__REQUIRED TASKS__
a: In the passage below on finding a duplicate value, why does the HashSet method have an upper bound of O(n)? Answer in one to three sentences.
b: List every distinct big-O complexity expression that appears in the passage below on finding a duplicate value.
c: From the passage below on finding a duplicate value, repeat the stretch from "Since we know" through "in this manner." word for word.

__PASSAGE__
##############################
Since we know the expected sum, all we have to do is loop through all the values and sum their values. The different between this sum and the expected sum is the duplicate value.
EDIT: As other's have commented, the question doesn't state that the range contains all of the integers ... in this case, you have to decide whether you want to optimize for memory or time.
If you want to perform the operation using O(1) storage, you can perform an in-place sort of the list. As you're sorting you have to check adjacent elements. Once you see a duplicate, you know you can stop. Optimal sorting is an O(n log n) operation on average - which establishes an upper bound for find the duplicate in this manner.
If you want to optimize for speed, you can use an additional O(n) storage. Using a HashSet (or similar structure), insert values from your list until you determine you are inserting a duplicate into the HashSet. Inserting n items into a HashSet is an O(n) operation on average, which establishes that as an upper bound for this method.
##############################
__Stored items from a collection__
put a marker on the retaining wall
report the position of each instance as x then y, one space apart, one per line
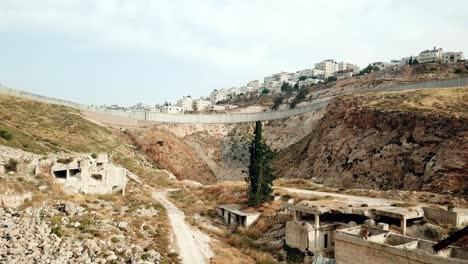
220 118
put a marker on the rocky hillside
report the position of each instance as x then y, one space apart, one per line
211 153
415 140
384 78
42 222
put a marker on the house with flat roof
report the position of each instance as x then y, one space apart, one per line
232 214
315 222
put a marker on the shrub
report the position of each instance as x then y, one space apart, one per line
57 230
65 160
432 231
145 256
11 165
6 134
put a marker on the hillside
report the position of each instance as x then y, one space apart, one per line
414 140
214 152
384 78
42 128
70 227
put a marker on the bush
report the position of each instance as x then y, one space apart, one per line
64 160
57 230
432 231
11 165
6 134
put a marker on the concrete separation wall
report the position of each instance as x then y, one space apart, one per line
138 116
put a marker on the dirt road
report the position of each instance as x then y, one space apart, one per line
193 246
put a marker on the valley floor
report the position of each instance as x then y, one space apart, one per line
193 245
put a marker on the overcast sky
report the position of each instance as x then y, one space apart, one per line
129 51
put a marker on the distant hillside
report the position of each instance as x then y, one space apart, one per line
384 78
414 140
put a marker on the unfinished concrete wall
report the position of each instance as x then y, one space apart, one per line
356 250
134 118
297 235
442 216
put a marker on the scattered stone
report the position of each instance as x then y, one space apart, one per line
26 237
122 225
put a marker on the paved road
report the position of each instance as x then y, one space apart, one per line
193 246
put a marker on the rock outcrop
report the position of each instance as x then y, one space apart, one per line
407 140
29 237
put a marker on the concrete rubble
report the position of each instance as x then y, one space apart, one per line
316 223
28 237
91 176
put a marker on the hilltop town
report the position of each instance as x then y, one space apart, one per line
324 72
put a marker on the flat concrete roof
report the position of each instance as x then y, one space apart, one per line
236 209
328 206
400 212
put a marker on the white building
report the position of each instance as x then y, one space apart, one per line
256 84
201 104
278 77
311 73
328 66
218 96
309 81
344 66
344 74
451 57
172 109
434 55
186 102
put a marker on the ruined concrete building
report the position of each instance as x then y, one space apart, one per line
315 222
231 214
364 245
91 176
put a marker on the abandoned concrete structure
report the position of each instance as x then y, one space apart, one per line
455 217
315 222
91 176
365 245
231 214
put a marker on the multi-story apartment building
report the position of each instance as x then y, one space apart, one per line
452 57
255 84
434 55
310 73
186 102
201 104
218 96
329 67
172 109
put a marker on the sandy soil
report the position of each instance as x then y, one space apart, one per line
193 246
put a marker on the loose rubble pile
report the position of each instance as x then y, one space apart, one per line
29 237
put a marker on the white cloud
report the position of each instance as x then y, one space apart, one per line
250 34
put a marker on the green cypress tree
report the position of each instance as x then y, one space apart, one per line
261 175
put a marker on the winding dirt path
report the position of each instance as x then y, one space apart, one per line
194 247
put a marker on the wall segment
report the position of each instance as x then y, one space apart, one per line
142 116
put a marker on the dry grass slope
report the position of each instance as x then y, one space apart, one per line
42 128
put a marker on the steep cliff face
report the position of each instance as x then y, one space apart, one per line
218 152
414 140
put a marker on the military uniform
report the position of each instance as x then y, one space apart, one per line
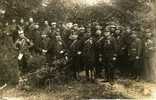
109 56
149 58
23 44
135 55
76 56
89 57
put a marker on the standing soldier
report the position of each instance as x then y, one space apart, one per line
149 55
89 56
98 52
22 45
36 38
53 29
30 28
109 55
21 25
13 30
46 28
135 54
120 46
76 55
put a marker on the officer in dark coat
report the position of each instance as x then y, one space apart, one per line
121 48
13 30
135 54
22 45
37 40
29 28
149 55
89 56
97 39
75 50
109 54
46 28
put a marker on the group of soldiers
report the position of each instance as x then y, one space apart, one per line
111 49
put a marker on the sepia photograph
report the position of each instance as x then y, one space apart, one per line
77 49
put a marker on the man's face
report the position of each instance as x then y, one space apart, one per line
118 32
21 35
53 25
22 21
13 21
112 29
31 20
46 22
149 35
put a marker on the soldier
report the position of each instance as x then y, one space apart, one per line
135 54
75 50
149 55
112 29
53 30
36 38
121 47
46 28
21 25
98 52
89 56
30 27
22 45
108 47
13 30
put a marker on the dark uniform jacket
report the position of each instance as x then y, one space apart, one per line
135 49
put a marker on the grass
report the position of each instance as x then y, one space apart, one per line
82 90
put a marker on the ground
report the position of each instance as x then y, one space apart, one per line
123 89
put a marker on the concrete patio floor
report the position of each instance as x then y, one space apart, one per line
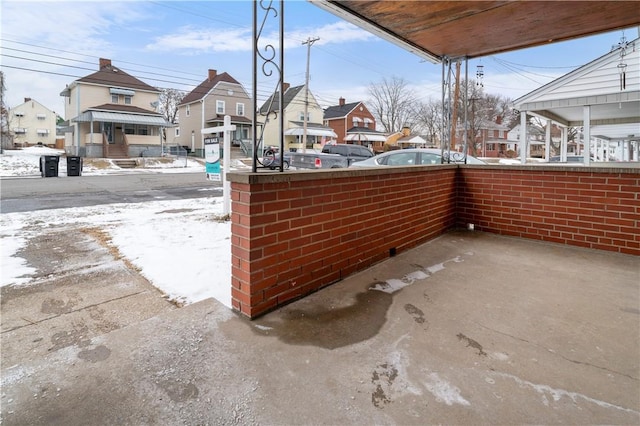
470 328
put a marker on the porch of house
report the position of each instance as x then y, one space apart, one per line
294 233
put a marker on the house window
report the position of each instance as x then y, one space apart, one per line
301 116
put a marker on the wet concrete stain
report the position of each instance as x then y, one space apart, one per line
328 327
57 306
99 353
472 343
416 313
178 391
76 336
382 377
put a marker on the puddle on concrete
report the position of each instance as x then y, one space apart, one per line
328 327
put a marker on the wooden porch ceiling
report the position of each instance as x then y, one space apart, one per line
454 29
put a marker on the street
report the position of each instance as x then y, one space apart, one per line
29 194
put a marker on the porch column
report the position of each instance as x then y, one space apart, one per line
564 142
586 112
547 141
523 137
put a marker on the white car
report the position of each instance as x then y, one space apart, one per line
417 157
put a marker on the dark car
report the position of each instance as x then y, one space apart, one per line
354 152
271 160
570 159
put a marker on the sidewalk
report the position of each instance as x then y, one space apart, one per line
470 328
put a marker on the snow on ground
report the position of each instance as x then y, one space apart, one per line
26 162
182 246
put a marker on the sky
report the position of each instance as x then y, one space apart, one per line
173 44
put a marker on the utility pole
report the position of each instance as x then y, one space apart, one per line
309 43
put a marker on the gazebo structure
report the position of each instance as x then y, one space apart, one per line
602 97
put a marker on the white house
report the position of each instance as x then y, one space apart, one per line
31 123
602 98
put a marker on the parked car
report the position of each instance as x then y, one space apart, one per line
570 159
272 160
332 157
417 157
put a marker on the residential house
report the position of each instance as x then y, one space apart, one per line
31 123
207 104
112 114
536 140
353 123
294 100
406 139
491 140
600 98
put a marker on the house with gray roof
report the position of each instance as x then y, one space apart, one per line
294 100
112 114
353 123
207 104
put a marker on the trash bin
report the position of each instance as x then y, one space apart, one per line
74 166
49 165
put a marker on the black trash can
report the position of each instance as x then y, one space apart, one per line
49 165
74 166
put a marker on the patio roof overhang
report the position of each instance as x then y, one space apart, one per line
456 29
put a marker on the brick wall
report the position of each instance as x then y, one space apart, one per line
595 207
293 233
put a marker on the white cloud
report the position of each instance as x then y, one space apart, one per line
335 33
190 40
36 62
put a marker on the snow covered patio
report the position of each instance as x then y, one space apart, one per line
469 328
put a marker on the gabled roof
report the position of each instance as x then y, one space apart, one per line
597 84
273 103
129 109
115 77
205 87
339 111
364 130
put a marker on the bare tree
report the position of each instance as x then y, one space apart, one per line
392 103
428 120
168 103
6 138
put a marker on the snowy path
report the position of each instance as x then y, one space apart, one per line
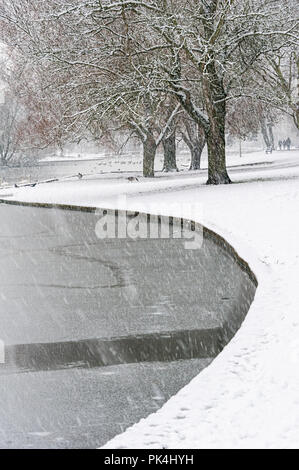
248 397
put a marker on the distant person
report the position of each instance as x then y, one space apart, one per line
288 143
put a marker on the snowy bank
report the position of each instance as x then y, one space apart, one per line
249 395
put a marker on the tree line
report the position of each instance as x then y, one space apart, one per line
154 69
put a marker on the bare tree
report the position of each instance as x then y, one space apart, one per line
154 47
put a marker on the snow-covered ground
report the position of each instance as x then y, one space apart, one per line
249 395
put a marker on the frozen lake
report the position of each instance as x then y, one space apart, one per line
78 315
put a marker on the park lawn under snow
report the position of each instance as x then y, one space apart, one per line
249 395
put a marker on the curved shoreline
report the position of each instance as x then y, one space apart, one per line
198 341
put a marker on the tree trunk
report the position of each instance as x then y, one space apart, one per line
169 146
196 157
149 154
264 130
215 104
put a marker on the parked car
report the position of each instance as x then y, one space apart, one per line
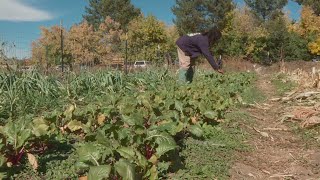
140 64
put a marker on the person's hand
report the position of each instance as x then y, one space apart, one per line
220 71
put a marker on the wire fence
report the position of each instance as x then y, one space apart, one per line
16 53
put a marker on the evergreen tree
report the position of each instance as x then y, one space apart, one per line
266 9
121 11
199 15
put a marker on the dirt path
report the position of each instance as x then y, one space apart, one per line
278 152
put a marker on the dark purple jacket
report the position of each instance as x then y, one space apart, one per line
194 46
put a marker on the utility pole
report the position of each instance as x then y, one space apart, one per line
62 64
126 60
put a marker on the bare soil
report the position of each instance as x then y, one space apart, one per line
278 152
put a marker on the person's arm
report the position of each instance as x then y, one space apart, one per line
##############################
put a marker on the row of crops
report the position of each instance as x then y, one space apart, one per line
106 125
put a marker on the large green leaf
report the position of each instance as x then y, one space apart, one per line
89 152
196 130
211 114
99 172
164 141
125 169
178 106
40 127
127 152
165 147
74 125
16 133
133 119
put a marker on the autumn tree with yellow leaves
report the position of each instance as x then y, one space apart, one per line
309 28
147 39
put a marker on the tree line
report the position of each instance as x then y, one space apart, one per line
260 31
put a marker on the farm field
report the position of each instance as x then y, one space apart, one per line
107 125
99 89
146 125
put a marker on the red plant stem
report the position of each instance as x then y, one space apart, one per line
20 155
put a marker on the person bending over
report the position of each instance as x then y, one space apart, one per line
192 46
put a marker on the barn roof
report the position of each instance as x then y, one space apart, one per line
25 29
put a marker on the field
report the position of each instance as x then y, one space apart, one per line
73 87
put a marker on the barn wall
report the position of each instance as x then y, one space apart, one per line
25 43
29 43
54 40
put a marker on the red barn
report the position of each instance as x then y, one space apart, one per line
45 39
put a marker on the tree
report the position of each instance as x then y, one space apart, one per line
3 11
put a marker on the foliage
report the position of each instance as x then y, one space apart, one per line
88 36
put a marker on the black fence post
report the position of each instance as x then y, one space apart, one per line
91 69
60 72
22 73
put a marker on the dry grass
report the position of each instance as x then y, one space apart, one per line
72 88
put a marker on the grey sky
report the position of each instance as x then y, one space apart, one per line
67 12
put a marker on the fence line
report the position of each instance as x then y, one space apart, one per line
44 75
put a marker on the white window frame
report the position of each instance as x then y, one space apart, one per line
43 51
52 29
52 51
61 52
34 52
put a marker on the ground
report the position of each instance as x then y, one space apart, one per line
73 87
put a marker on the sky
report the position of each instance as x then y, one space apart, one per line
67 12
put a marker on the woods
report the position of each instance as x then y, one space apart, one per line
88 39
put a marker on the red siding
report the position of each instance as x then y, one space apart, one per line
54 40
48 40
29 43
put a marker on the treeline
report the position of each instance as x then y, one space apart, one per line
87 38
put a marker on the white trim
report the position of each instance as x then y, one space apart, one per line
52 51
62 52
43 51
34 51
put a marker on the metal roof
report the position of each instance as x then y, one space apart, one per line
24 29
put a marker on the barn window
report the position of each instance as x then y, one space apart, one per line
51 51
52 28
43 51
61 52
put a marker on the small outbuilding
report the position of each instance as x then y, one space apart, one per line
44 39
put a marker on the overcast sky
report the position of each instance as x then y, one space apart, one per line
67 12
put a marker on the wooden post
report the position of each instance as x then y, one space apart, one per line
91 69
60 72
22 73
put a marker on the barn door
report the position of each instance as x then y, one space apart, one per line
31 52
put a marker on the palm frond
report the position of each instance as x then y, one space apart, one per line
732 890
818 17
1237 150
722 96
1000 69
##############################
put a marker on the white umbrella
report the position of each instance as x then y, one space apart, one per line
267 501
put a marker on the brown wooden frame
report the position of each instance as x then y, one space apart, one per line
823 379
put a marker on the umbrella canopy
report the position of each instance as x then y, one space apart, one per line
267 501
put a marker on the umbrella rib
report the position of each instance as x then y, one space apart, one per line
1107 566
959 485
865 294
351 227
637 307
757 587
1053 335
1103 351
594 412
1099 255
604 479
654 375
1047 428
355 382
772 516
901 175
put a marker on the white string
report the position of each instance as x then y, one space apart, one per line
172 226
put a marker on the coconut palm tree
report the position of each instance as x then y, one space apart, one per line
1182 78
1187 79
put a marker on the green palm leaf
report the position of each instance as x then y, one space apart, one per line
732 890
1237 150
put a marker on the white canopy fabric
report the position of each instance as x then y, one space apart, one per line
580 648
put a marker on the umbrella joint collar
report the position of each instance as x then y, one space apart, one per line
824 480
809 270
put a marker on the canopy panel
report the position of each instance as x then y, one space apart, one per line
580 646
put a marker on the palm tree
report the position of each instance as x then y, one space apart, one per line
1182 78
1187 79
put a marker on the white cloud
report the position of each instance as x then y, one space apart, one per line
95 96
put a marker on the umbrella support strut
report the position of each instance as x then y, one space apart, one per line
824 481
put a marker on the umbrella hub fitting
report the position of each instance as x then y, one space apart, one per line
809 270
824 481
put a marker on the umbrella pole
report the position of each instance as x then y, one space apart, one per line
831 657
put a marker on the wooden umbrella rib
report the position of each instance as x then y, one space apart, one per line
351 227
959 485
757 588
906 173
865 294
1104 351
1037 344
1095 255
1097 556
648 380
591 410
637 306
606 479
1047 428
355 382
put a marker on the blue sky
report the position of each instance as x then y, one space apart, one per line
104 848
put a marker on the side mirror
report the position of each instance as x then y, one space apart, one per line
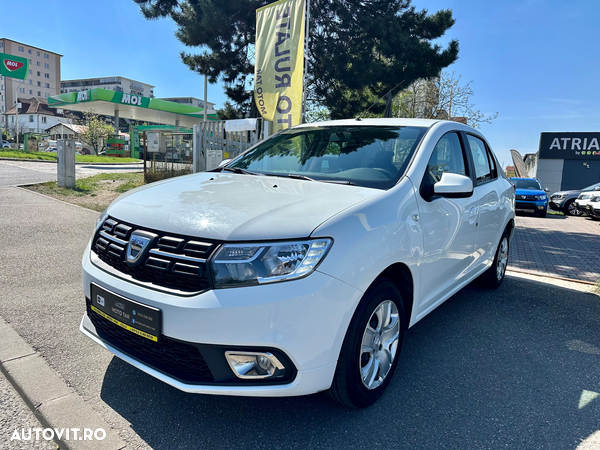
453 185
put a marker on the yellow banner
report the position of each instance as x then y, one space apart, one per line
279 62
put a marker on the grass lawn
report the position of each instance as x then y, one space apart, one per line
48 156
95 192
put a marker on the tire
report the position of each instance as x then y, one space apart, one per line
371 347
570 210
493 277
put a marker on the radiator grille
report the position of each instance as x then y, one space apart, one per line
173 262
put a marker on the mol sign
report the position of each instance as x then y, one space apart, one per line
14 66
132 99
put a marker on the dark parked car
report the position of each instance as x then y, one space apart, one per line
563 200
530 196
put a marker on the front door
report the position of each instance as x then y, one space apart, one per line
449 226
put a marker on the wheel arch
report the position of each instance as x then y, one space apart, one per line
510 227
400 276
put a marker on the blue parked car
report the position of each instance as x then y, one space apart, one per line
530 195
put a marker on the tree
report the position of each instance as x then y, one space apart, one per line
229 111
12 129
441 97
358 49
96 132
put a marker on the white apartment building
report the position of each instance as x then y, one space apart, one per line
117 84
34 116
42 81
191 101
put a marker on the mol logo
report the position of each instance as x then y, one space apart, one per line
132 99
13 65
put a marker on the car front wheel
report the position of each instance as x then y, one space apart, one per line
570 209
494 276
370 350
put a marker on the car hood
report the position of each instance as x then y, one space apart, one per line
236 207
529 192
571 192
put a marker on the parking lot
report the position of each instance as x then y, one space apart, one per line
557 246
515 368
##############################
__TASK ANSWERS__
a: The HashSet method has an upper bound of O(n) because inserting n items into a HashSet is an O(n) operation on average.

b:
- O(1)
- O(n log n)
- O(n)

c:
Since we know the expected sum, all we have to do is loop through all the values and sum their values. The different between this sum and the expected sum is the duplicate value.
EDIT: As other's have commented, the question doesn't state that the range contains all of the integers ... in this case, you have to decide whether you want to optimize for memory or time.
If you want to perform the operation using O(1) storage, you can perform an in-place sort of the list. As you're sorting you have to check adjacent elements. Once you see a duplicate, you know you can stop. Optimal sorting is an O(n log n) operation on average - which establishes an upper bound for find the duplicate in this manner.